→ Excerpted records:

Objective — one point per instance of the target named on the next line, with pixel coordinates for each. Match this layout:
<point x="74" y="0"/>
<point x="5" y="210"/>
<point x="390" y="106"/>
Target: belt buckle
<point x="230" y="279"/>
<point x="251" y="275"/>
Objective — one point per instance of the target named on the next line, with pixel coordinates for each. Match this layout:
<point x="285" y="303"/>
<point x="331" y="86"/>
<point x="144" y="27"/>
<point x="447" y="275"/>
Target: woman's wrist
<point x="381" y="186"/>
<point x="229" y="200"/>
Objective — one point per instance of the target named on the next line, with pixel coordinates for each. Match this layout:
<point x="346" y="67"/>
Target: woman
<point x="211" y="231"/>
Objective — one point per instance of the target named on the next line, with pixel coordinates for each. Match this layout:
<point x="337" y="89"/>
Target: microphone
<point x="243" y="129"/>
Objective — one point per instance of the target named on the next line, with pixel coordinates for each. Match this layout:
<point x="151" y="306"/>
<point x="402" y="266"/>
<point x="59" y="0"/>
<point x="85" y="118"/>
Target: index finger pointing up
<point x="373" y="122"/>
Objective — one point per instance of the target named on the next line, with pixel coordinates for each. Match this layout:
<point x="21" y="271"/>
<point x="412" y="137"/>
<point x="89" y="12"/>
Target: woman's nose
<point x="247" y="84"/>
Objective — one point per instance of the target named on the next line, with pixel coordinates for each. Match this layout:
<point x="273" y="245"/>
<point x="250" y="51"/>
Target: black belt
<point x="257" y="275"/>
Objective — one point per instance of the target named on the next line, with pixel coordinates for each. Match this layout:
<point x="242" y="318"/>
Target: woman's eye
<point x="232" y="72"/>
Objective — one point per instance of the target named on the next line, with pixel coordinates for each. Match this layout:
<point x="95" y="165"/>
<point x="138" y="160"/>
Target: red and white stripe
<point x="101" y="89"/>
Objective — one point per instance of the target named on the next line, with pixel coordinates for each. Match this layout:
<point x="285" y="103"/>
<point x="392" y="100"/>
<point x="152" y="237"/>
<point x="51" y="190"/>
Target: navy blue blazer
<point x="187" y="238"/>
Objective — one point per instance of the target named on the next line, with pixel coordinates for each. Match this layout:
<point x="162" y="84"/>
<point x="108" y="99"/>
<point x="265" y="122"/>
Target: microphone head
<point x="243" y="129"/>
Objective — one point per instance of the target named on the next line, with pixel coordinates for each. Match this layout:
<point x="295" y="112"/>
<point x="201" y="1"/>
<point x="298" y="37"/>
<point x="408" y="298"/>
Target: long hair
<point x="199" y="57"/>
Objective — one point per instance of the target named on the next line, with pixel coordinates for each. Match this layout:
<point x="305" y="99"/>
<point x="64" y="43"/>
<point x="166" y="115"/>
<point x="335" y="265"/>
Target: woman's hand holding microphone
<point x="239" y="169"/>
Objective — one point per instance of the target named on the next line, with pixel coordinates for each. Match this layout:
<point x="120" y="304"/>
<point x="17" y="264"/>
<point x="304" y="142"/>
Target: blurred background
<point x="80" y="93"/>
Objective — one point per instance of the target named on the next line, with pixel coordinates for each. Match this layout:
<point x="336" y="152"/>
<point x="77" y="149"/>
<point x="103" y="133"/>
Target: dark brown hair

→ Short exercise: Please identify each line in the data above that contains the word "belt" and copy those lines in full.

→ Finished exercise:
Target: belt buckle
Target: black belt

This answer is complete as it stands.